**Data:**
Segment Open

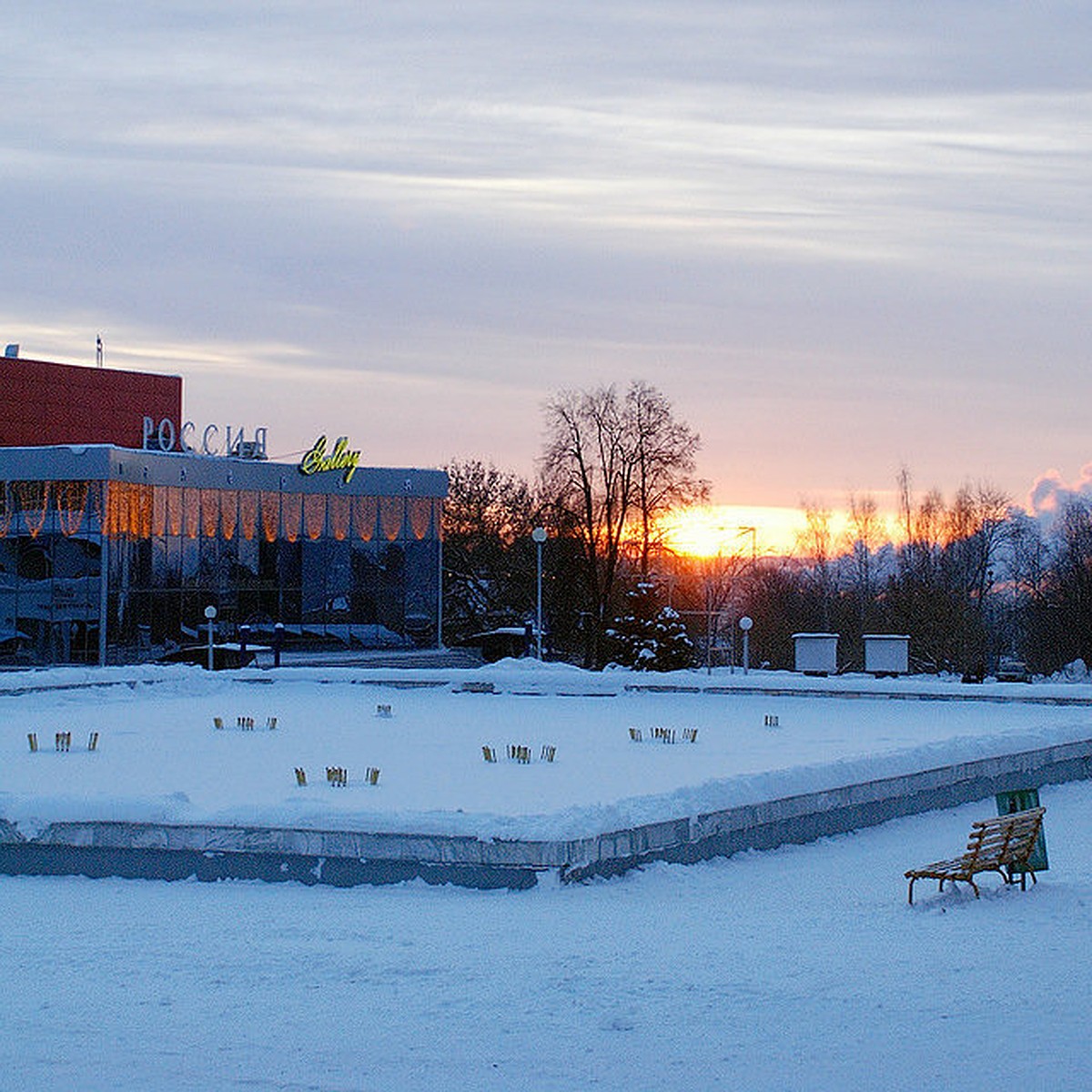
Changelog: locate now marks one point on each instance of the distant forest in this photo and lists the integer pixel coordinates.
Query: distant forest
(977, 584)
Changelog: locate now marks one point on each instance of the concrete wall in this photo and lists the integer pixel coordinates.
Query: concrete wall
(349, 857)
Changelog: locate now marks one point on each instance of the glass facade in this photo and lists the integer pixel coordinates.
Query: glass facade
(355, 569)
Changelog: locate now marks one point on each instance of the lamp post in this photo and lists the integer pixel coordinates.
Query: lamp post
(745, 625)
(211, 615)
(540, 536)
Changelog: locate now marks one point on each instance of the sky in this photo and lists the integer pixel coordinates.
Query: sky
(842, 238)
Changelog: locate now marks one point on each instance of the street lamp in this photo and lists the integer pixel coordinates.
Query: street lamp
(540, 536)
(745, 625)
(211, 615)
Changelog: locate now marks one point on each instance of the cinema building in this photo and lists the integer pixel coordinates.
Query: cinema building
(121, 522)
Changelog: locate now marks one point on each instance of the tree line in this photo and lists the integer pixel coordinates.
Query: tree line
(975, 581)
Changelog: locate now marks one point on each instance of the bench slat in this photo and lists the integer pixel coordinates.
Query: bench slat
(998, 845)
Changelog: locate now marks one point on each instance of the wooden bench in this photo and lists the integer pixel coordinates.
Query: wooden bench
(1002, 845)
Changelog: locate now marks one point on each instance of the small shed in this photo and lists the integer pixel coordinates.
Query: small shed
(887, 653)
(816, 653)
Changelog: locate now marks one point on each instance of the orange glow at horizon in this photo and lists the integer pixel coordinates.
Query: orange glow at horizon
(725, 530)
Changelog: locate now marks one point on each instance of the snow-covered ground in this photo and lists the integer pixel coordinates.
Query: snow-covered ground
(801, 967)
(798, 969)
(159, 758)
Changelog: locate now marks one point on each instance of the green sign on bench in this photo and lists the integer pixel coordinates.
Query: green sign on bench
(1024, 800)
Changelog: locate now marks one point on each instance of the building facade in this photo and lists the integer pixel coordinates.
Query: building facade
(112, 554)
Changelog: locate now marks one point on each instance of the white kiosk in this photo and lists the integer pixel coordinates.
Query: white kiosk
(816, 653)
(887, 653)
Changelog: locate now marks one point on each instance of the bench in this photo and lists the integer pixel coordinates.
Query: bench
(1002, 845)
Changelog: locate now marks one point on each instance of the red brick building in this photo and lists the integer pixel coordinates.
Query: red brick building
(44, 403)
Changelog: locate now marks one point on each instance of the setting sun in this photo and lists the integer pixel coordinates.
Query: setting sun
(734, 529)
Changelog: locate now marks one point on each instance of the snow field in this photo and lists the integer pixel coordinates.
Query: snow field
(801, 967)
(159, 759)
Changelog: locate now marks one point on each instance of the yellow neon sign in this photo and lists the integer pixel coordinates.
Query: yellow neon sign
(317, 461)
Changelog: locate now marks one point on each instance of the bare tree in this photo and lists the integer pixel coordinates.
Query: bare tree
(866, 536)
(489, 578)
(817, 545)
(665, 451)
(607, 462)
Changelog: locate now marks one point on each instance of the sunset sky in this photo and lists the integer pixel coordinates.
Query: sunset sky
(841, 238)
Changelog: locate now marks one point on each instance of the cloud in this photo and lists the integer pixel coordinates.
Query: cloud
(855, 230)
(1051, 494)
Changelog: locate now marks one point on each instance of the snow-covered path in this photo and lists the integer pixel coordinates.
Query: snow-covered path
(797, 969)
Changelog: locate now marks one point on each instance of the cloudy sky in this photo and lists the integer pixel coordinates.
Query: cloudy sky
(841, 238)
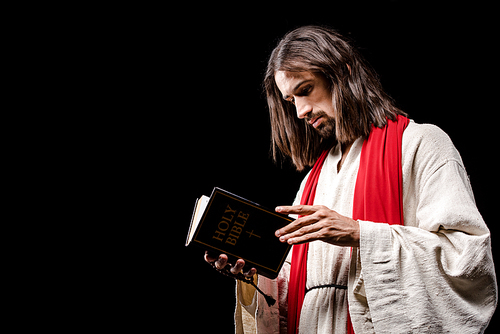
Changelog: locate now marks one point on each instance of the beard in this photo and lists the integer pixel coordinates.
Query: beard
(326, 129)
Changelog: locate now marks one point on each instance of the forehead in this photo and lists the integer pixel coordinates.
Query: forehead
(288, 81)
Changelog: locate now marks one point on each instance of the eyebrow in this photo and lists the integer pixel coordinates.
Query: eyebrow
(297, 86)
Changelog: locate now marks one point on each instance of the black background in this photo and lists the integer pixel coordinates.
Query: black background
(196, 118)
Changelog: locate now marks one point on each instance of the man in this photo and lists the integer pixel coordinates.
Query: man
(388, 238)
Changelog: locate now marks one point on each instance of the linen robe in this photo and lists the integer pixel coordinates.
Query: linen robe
(435, 274)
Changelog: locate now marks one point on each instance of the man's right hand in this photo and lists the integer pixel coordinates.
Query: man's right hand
(222, 261)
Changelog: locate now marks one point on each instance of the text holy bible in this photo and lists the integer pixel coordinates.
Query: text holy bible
(225, 223)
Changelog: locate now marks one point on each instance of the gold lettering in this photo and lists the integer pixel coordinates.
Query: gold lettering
(243, 216)
(231, 241)
(223, 229)
(219, 235)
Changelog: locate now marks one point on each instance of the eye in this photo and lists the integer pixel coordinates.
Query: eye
(305, 91)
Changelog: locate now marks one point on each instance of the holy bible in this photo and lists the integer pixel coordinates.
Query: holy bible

Segment Closed

Return all material verbatim, pictures omitted.

**Response below:**
Changelog: locate now marks one point on each instance of the distant forest in this photo and lists the integer pixel coordinates.
Query: distant forest
(977, 584)
Changelog: locate now marks one point on each instance of the concrete wall in this photo and lists the integer pixel coordinates.
Query: concrete wall
(349, 857)
Changelog: locate now marks one point on each instance of the glass facade in this photo and lists the integer pixel coordinates.
Query: glass facade
(355, 569)
Changelog: locate now marks one point on each instance of the lamp post in this photo and lists the integer pixel coordinates.
Query: lamp post
(745, 625)
(211, 615)
(540, 536)
Changelog: locate now marks one point on each instance of the sky in this photo and lists the integer pixel coordinates.
Query: sky
(842, 238)
Changelog: locate now marks one point on each instance of the street lamp in this photo and lists the integer pixel coordinates.
Query: street lamp
(540, 536)
(745, 625)
(211, 615)
Changelog: locate now marks one point on each instance of the cinema building in this photo and lists the integer pixel coordinates.
Query: cinema building
(121, 522)
Changelog: locate now marks one point on each instance of the tree line in this photo and lists the integer pixel coordinates.
Query: tree line
(975, 581)
Changelog: locate now marks one point on each instance of the bench slat in this photo and lists the integer pixel coordinates.
Query: bench slat
(998, 845)
Changelog: locate now marks one point on each instance of the wooden bench in this photo and lists the integer pixel coordinates.
Query: wooden bench
(1002, 845)
Changelog: locate now marks one point on each instance of the small shed in this photo and lists the integer pixel coordinates.
Query: small shed
(887, 653)
(816, 653)
Changelog: locate now marks one point on each instance of the orange glow at horizon in this photo and lists the integer pixel coordinates.
Query: orange glow at horizon
(725, 530)
Changelog: locate now marks one point on each instance of the snow-covered ground in this photo and lists the integer pixel coordinates.
Query: snow-covered ground
(801, 967)
(798, 969)
(159, 758)
Changelog: locate now marks one point on each instance of the green sign on bench in this photo and lists the integer pixel coordinates.
Query: green sign on bench
(1024, 800)
Changelog: locate now marks one point on each instance of the building facade in this photo and lists the integer pixel coordinates.
Query: building facade
(112, 554)
Changelog: locate now marks one point on each instance of the white kiosk in this photo and lists the integer pixel coordinates.
Query: white kiosk
(816, 653)
(887, 653)
Changelog: locate now marks one point on each instance of the bench in this photo and lists the integer pixel coordinates.
Query: bench
(1002, 845)
Changelog: locate now marks one point on each instance of the red brick building in this photo and lists the integer pixel coordinates.
Query: red brick building
(44, 403)
Changelog: locate now marks one point on each instance of the setting sun in this photo and lists the integer pixel coordinates.
Query: setting sun
(734, 529)
Changelog: locate now marks one point on each instance of the snow field in this photo and lists the integer pixel coordinates.
Query: snow field
(801, 967)
(159, 759)
Changelog: locate now marks one point on each instance of the yellow neon sign in this photo and lists the integer pixel coordinates.
Query: yellow neon sign
(317, 461)
Changelog: locate now marks one point on each instance of the bare tree in this photo and lists the integer pixel coordinates.
Query: bare tree
(866, 536)
(489, 578)
(817, 545)
(665, 451)
(607, 462)
Changelog: locate now marks one point on each instance of the sunset sky in this photo and lists the integer pixel coordinates.
Query: sunset sky
(841, 238)
Changelog: locate now marks one point on each instance of the cloud in this photo and lists the integer pixel coordinates.
Query: cloud
(855, 230)
(1051, 494)
Changelog: locate now marks one point on each instance of the snow-covered path in this photo and lists the integer pixel coordinates.
Query: snow-covered path
(797, 969)
Changelog: locate now marks one point on each instance of the cloudy sky in this photo and lists the integer pixel coordinates.
Query: cloudy sky
(841, 238)
Changelog: locate now marks one point on each instance of the beard in this photo and lists the integer pixel coordinates.
Query: beard
(326, 129)
Changelog: locate now marks one point on each instance of the forehead in this photo and lists the integer pixel coordinates.
Query: forehead
(288, 81)
Changelog: locate now marks one point on each instance of the eyebrow in this photo and lists the integer pixel coordinates.
Query: eyebrow
(297, 86)
Changelog: locate now marks one point on each instance of the black background in this photo and lists the integer pixel coordinates.
Query: black background
(196, 118)
Changelog: locate now marks one point on each instance of the man in this photo and lists the integer pixel coordinates.
Query: man
(388, 238)
Changelog: locate now marks one point on each instance of the linen robe in this photo and lists the integer pixel coordinates.
Query: linen robe
(435, 274)
Changelog: locate now marks one point on each instance of the man's right hand in this photo and lists the integer pixel coordinates.
Query: man's right hand
(222, 261)
Changelog: locate now marks one point on each instance of the text holy bible in this photo and lists the integer pixel coordinates.
Query: text holy bible
(225, 223)
Changelog: locate now marks one point on each instance of the gold lettering in this photo and lists the integer pixel coordinates.
Query: gold lettering
(243, 216)
(231, 241)
(223, 229)
(219, 235)
Changelog: locate now marks one point on each instance of the eye in this photo and lists the integer pixel coordinates.
Query: eye
(305, 91)
Changelog: locate now marks one point on each instance of the holy bible in this photo and lists the integer pixel coordinates.
Query: holy bible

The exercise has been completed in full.